____ Task data
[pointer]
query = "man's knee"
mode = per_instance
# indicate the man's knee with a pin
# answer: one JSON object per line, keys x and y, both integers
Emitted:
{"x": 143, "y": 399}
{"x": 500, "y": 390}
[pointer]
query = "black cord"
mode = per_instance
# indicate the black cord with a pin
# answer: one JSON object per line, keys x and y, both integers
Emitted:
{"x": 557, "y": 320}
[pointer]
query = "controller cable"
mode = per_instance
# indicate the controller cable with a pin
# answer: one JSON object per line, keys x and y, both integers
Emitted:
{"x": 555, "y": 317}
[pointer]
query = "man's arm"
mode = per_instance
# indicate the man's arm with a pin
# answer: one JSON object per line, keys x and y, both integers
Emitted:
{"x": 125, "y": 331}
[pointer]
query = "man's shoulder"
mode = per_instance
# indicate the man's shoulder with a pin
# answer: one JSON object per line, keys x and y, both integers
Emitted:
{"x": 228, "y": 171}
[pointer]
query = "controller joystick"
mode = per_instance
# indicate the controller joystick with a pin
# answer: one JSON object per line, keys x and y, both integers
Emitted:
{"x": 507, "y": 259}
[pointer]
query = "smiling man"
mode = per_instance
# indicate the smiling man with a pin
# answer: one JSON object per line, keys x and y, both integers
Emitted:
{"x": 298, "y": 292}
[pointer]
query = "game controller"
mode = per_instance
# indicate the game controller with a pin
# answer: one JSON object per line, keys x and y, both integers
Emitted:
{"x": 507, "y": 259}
________
### What is needed
Every line of the listing that holds "game" is to be counted; give only the resulting number.

### Completed task
2